=== Rows ===
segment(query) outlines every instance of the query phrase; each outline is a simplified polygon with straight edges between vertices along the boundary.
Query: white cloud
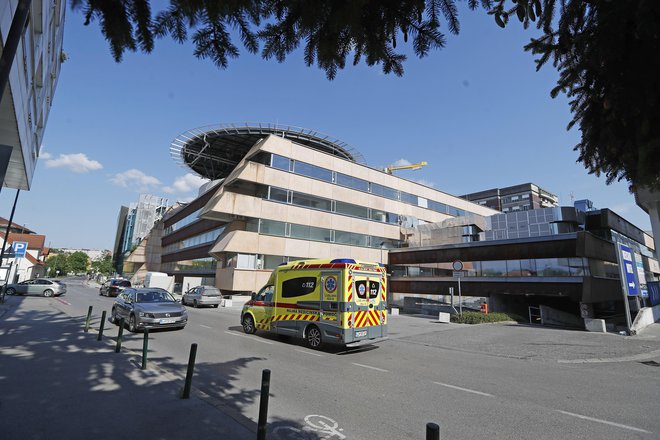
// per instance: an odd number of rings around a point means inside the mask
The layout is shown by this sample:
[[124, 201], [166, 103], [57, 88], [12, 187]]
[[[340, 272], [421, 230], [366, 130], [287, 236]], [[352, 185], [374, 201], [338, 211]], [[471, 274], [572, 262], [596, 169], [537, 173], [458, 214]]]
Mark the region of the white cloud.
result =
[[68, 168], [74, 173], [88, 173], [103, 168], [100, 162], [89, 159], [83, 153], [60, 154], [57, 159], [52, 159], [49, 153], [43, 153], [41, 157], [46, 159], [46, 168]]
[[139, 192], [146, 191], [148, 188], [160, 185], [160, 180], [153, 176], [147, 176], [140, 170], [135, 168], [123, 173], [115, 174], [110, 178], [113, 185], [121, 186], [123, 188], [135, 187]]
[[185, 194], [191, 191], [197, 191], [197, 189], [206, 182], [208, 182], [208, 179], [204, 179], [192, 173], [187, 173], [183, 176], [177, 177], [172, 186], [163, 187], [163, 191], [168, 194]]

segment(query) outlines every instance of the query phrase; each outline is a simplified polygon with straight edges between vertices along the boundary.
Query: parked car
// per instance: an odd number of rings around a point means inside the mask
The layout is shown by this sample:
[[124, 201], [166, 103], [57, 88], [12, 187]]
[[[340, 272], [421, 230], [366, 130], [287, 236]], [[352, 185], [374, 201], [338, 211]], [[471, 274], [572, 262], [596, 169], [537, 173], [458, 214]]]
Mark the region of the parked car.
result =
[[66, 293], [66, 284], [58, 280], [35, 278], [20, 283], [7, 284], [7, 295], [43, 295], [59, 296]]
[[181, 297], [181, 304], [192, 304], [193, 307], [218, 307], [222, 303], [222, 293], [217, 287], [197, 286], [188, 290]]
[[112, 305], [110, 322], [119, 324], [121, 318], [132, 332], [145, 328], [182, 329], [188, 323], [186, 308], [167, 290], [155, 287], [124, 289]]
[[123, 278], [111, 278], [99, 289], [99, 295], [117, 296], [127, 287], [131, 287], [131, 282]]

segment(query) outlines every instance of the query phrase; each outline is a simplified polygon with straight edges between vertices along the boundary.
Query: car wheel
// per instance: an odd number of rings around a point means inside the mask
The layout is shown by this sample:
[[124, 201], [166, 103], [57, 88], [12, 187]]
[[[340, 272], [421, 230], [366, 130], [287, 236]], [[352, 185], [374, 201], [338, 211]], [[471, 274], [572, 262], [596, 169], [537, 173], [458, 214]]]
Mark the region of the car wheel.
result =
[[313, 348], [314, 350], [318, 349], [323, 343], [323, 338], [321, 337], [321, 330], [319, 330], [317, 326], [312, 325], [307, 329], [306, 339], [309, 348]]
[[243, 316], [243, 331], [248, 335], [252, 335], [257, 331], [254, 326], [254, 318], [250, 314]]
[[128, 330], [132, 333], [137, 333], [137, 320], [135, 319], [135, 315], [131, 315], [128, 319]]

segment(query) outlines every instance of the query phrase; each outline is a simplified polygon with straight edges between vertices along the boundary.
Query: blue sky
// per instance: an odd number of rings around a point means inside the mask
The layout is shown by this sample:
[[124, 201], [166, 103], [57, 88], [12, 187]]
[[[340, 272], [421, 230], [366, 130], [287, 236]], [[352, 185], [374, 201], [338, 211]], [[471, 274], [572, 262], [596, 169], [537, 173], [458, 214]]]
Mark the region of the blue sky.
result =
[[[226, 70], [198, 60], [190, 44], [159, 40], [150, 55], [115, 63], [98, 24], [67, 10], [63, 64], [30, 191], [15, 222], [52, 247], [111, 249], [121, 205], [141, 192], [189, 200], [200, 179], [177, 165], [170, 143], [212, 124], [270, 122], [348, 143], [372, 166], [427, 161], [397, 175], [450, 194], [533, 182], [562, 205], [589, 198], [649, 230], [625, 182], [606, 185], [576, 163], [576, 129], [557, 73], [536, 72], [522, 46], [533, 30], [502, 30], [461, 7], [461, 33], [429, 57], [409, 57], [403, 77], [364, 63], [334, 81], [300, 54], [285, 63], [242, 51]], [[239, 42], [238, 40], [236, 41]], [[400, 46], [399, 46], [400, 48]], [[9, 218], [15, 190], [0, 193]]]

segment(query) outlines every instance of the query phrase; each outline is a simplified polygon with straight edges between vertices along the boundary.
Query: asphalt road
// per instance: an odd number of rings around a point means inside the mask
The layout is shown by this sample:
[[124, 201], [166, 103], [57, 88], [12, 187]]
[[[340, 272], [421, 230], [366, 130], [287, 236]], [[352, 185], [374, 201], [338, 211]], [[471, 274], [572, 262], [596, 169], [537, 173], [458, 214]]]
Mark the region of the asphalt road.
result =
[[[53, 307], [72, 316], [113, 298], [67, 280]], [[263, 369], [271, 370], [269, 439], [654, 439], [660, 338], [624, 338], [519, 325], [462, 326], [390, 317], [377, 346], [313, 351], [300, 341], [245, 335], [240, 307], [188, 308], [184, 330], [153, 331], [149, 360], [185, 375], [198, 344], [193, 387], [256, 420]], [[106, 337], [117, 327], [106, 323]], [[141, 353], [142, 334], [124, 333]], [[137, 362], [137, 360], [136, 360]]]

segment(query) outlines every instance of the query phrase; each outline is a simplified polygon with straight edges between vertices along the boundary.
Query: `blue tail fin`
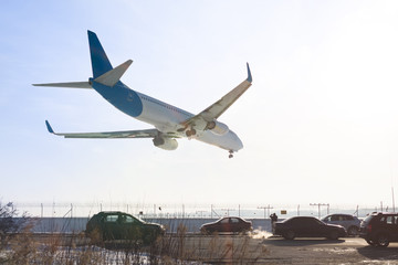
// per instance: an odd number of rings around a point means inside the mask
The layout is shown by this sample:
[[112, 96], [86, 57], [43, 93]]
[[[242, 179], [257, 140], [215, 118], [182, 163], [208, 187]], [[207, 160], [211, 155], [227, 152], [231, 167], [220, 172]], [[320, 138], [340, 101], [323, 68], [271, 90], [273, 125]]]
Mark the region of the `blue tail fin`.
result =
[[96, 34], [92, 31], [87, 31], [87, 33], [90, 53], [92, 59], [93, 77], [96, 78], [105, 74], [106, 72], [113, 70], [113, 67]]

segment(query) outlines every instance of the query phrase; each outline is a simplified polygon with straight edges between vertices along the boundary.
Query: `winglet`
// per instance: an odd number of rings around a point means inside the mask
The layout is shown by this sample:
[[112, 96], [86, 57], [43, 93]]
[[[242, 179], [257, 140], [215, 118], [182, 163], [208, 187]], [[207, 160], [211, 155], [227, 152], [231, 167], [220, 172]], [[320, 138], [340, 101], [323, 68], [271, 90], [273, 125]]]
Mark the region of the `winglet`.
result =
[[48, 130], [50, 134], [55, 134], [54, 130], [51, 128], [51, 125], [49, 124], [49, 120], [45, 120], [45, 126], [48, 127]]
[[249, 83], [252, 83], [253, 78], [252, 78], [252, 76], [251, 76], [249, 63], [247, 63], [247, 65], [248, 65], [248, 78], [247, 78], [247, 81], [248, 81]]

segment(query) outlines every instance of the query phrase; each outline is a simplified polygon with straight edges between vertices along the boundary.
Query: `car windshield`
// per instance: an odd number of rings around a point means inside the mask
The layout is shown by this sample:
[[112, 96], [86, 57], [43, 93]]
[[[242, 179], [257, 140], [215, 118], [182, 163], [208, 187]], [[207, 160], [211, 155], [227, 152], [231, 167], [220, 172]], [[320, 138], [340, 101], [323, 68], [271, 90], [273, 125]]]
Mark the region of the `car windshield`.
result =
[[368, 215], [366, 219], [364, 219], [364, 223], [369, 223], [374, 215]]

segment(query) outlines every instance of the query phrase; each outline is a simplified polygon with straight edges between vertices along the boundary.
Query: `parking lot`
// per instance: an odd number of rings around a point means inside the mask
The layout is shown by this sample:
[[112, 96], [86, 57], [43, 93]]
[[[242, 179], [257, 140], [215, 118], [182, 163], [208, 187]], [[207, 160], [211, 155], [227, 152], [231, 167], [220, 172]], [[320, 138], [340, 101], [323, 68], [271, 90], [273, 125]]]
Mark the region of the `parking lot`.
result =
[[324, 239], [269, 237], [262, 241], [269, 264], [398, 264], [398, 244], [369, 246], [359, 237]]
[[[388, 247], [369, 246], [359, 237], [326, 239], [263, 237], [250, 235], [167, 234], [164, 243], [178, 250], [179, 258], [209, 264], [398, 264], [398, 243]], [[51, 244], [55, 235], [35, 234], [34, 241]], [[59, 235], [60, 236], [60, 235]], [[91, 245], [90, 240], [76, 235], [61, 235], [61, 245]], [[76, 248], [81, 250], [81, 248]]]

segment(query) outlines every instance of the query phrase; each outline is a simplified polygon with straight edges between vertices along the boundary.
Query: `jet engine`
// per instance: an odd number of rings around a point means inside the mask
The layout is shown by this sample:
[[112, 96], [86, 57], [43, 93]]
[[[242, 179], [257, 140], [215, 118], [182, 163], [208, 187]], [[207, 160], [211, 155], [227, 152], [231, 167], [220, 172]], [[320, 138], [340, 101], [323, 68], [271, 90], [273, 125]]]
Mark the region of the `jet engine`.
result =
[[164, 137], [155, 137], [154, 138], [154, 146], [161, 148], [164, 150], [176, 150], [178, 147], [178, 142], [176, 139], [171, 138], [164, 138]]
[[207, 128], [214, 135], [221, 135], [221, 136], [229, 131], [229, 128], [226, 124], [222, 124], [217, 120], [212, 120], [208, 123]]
===
=== Rows ===
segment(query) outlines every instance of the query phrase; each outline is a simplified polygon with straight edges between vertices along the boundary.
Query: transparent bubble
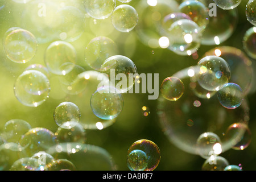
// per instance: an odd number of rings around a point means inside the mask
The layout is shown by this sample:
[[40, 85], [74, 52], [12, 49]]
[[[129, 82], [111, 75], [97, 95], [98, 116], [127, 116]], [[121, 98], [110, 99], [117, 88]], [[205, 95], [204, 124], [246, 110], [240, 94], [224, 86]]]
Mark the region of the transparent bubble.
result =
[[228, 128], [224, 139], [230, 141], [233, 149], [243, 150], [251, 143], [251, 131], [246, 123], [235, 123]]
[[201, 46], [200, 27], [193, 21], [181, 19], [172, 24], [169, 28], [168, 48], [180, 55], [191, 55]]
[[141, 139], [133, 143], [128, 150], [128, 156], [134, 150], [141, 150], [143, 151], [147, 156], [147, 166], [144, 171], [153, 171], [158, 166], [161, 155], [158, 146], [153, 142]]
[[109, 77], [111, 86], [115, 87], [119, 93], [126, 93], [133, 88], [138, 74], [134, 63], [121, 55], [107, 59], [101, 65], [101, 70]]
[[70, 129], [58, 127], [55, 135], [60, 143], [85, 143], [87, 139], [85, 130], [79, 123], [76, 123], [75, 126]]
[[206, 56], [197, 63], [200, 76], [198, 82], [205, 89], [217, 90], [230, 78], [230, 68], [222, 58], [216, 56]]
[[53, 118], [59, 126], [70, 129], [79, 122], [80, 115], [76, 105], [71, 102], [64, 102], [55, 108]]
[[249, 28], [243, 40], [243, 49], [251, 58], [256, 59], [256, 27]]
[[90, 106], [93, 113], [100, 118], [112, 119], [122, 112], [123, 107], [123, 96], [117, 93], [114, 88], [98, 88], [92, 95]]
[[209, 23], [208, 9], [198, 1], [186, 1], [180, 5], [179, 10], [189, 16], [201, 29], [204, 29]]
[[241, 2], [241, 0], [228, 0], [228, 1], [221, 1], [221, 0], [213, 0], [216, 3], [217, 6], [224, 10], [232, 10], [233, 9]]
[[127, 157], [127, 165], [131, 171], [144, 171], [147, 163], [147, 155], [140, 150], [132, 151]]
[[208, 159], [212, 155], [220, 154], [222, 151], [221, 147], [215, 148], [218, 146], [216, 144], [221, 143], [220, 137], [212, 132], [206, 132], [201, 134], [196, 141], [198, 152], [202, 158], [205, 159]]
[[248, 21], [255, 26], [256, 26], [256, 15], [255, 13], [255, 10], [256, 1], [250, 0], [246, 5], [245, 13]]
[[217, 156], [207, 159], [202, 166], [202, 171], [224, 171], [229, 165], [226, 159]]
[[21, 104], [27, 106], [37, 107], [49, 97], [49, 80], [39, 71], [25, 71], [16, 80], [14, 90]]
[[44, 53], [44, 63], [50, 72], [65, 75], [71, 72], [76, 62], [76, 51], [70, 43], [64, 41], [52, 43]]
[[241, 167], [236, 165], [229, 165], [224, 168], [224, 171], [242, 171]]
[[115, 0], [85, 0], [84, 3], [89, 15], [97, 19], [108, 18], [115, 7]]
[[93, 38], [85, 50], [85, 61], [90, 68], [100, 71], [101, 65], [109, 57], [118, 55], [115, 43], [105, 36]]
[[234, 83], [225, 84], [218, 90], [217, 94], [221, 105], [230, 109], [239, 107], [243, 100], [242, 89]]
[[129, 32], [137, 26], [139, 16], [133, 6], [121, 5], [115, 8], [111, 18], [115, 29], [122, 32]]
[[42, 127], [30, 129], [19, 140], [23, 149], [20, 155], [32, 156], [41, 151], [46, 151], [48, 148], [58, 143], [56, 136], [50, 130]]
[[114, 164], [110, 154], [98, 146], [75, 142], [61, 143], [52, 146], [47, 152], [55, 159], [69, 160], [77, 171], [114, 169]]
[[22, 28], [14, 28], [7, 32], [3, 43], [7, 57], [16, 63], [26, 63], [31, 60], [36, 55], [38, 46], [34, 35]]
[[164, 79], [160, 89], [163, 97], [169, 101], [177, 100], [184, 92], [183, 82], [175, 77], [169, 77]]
===
=== Rows ===
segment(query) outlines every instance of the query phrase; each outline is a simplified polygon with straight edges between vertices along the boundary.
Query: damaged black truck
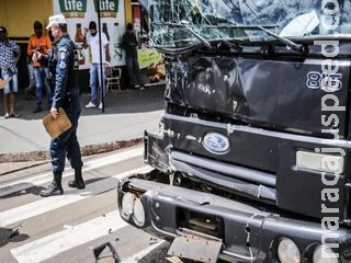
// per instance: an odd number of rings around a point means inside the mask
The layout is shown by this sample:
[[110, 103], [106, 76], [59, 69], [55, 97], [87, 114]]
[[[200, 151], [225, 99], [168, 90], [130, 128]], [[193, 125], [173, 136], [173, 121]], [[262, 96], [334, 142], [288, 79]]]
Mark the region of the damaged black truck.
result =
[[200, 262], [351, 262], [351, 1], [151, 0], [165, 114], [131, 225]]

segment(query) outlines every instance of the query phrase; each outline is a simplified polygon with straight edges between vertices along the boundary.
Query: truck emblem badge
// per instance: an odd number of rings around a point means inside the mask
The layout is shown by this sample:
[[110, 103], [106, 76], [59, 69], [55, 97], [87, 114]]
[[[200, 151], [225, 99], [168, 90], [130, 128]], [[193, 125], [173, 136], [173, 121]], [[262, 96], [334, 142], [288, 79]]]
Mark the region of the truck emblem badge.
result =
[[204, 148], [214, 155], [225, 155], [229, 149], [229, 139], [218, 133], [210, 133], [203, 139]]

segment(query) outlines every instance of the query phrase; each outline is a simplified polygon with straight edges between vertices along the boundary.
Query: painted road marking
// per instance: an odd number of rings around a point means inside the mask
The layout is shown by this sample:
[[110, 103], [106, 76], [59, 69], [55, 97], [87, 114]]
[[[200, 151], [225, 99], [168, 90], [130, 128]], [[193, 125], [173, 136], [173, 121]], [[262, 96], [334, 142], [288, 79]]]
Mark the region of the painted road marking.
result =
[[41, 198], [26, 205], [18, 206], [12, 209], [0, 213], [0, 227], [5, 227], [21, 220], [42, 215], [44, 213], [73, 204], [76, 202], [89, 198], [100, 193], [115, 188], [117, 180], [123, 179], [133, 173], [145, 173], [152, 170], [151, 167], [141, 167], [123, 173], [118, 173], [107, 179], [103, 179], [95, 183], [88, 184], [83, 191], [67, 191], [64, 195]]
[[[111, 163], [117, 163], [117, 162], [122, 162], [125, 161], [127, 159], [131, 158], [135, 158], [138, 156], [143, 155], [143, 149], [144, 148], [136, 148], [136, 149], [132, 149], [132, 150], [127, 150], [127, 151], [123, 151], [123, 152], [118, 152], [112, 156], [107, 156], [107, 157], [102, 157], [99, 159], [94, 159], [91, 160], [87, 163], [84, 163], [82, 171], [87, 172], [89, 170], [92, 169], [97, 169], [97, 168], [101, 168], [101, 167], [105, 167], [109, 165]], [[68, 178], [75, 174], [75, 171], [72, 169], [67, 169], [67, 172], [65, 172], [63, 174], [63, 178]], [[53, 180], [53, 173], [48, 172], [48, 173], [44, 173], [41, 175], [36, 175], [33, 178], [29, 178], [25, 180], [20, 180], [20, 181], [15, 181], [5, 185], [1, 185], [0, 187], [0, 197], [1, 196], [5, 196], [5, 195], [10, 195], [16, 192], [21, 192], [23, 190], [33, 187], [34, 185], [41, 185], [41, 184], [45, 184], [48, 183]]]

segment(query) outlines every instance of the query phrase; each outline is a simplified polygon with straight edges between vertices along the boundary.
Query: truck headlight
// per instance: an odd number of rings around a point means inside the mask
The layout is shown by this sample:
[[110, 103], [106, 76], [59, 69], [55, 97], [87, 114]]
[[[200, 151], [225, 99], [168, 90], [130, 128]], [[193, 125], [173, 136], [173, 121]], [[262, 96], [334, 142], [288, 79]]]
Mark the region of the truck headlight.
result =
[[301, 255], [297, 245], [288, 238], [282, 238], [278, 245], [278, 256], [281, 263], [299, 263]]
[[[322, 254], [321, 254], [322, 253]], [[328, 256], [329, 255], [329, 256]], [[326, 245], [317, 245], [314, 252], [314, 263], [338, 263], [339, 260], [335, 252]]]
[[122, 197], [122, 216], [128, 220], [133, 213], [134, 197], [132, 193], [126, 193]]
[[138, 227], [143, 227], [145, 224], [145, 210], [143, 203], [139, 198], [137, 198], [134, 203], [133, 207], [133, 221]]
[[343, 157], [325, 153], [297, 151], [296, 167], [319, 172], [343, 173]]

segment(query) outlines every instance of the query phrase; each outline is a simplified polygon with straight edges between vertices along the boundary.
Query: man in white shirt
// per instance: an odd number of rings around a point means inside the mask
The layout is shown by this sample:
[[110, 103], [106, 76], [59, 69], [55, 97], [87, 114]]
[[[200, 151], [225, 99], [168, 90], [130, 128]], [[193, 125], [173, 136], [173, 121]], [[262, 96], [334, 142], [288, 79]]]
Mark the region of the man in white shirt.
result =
===
Count the lines in the items above that contain the string "headlight", treating case as significant, and reply with only that number.

● Reply to the task
2